OBJECTIVES:
1 > In the page text, retype the passage starting with "The school systems" and going on through "of racial background.".
2 > Using the page text, answer these questions:
(a) What does it say Roosevelt's "New Deal" was designed to do?
(b) Which strategy does it say grew out of Johnson's failed efforts in Viet Nam?
(c) What does it say federal welfare payments reduced among the poor?

This thinking has permeated western society since the time of the Great Depression of the 1930's. By using the failed economy as an excuse for government control, the Democrats provided the forerunner of our current "economic stimulus" legislation and budgeting, and set up the structure of today's nanny state. As with the "New Deal" of 80 years ago, today's stimulus packages are doomed to failure, by making the mistake of funding government nanny programs and preventing real economic growth through the private sector. Regulations are favored over incentives, and the redistribution of wealth through high taxation ensures that failed welfare programs are continued in perpetuity.

By the 1960's, the "New Deal" of Roosevelt, designed to stabilize the economy, developed into the "Great Society" of Johnson, aimed at the removal of poverty. The unmet goals of the 1930's developed into a Utopian dream in the 1960's. The idea that taxpayer dollars could remove both poverty and crime has proven, half a century later, to be a whimsical dream which deteriorated into madness.

The brilliant Texas bastard who started the alleged "Great Society" also revised military strategy. Social idealism combined with Lyndon Johnson's criminal interest in the Asian drug market to shape strategy in the Viet Nam War; it is no coincidence in timing between the drug culture of the 1960's and the Viet Nam War. Johnson's failed efforts in Viet Nam gave birth to the "counterinsurgency" strategy currently being applied in Iraq and Afghanistan.

The school systems were seen as tools in this "war on poverty" and racial integration was used as an excuse for change. By bringing students from high-crime and high-poverty neighborhoods into the same schools as the achieving, it was assumed that opportunities would improve for the poor and that both crime and poverty would be eliminated. Instead, the exact opposite happened. The introduction of criminal thinking into previously law-abiding families caused a catastrophic increase in crime. The introduction of criminal elements into the classrooms caused educational standards to spiral downwards, and schools failed to provide for the needs of productive students, regardless of racial background.

Combined with this, federal welfare payments reduced incentives for self-sufficiency among the poor, creating a dependency as sinister as any found under slavery in the 1800's.

(Records)
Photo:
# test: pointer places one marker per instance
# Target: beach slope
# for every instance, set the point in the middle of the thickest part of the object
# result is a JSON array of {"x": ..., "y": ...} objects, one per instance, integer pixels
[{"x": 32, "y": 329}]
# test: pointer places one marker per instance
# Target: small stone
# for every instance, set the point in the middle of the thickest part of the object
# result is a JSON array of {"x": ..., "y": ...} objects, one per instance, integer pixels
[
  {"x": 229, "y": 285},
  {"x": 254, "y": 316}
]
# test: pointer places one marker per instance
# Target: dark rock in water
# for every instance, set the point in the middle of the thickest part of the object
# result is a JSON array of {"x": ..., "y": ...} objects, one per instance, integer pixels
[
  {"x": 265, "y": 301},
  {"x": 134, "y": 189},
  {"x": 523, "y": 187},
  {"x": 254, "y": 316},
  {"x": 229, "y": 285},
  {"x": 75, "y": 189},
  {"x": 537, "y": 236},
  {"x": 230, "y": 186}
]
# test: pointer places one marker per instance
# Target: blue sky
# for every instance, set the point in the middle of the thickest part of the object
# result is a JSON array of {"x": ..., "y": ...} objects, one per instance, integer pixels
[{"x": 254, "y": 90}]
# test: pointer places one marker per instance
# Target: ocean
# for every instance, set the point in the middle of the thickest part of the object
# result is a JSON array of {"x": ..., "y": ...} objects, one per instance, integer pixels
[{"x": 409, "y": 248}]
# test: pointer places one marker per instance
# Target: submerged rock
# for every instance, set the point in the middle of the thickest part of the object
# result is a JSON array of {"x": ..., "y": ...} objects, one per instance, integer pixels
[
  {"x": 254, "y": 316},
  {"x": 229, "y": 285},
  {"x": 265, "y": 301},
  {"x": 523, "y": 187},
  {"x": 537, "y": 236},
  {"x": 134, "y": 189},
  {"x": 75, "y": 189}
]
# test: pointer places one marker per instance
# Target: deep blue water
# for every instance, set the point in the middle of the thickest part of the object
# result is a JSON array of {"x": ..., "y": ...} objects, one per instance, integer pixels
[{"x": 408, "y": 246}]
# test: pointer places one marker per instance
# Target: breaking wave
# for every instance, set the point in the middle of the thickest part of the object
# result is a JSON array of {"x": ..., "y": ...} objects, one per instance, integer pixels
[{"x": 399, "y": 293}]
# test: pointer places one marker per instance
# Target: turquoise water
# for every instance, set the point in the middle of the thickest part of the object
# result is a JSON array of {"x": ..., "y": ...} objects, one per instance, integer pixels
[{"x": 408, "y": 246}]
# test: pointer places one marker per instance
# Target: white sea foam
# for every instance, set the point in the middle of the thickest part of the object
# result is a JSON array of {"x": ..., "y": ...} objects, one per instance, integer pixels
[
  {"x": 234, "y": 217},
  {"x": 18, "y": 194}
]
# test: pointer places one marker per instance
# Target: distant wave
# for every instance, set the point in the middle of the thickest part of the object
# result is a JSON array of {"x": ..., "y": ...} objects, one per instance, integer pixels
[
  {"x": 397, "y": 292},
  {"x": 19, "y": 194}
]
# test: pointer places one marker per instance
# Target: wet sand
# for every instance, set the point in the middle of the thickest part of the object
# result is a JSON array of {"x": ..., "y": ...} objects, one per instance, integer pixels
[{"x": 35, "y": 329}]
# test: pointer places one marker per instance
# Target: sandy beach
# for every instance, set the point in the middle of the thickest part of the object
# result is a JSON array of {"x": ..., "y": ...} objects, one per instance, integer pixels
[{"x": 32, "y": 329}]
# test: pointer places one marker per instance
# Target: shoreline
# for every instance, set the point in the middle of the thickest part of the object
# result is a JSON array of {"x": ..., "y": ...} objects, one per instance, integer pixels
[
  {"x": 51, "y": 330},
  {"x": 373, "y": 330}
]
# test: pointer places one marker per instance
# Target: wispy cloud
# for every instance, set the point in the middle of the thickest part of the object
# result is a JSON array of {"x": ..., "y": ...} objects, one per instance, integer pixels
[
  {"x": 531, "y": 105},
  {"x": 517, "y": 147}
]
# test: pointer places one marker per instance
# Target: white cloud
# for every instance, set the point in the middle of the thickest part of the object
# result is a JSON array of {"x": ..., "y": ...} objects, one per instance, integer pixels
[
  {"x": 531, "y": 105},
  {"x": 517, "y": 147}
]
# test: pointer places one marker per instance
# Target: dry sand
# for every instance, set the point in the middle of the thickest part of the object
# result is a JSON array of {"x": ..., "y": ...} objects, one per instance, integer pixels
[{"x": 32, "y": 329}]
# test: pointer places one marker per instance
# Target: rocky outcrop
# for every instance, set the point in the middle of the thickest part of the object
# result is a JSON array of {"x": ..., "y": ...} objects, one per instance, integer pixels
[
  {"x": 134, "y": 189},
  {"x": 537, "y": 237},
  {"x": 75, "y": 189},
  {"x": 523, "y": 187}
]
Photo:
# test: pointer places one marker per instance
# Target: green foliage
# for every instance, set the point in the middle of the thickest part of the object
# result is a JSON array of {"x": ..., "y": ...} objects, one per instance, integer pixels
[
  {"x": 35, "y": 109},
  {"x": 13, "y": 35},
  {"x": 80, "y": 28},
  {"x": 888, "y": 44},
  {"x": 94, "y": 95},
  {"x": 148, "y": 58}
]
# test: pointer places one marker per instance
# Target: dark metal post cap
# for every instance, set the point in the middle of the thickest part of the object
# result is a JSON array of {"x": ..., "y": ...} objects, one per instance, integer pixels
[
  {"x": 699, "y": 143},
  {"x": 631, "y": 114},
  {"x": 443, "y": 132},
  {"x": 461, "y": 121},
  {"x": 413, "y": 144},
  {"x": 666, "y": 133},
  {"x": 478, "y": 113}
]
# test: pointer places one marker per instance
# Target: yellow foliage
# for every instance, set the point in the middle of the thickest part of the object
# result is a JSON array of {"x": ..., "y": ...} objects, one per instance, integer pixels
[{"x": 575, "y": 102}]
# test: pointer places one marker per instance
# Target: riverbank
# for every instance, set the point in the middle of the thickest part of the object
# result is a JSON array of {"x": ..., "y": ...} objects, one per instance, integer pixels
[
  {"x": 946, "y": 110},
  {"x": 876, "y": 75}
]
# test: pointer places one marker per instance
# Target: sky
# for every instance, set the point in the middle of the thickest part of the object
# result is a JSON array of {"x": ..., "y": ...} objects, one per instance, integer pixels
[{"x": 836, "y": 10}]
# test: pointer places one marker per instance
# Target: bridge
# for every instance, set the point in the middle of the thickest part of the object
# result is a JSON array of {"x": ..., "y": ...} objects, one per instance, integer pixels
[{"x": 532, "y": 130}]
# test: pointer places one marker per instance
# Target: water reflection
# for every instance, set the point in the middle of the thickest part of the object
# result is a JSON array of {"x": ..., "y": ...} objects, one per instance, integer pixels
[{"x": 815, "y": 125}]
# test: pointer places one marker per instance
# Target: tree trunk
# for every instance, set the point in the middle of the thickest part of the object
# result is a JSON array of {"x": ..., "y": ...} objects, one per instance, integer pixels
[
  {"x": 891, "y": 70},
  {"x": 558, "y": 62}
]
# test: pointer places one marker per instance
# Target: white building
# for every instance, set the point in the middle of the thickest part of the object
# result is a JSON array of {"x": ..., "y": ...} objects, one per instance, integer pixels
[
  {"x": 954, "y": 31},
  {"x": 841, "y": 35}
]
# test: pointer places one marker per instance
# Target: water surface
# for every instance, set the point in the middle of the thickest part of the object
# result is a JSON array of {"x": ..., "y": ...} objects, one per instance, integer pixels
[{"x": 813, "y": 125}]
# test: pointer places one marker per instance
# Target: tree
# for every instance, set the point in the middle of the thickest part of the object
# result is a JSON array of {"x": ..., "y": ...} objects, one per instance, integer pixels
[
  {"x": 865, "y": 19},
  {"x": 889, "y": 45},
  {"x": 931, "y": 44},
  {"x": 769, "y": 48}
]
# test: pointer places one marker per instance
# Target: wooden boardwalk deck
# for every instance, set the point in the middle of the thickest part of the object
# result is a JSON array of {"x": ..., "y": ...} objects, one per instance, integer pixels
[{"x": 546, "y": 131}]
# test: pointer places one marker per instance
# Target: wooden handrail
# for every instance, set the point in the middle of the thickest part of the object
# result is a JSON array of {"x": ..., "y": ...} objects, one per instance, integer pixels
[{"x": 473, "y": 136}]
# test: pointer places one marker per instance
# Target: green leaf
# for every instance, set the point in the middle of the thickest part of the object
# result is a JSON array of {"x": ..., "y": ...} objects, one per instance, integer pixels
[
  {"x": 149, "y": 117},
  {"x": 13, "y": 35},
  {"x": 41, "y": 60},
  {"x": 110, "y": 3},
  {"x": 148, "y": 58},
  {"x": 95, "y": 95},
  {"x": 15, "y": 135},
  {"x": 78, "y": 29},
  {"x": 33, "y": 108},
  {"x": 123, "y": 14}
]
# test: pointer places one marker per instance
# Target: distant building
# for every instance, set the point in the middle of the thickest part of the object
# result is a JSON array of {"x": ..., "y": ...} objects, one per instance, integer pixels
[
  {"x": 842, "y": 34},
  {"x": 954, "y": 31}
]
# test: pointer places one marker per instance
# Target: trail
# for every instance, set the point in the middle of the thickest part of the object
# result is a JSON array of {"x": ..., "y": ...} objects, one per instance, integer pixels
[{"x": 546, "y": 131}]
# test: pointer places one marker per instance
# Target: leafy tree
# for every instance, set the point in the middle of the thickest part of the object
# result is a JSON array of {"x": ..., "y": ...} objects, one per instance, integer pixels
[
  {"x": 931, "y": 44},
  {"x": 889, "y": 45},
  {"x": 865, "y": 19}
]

TASK ANSWERS:
1 >
The school systems were seen as tools in this "war on poverty" and racial integration was used as an excuse for change. By bringing students from high-crime and high-poverty neighborhoods into the same schools as the achieving, it was assumed that opportunities would improve for the poor and that both crime and poverty would be eliminated. Instead, the exact opposite happened. The introduction of criminal thinking into previously law-abiding families caused a catastrophic increase in crime. The introduction of criminal elements into the classrooms caused educational standards to spiral downwards, and schools failed to provide for the needs of productive students, regardless of racial background.

2 >
(a) To stabilize the economy.
(b) The "counterinsurgency" strategy.
(c) Incentives for self-sufficiency.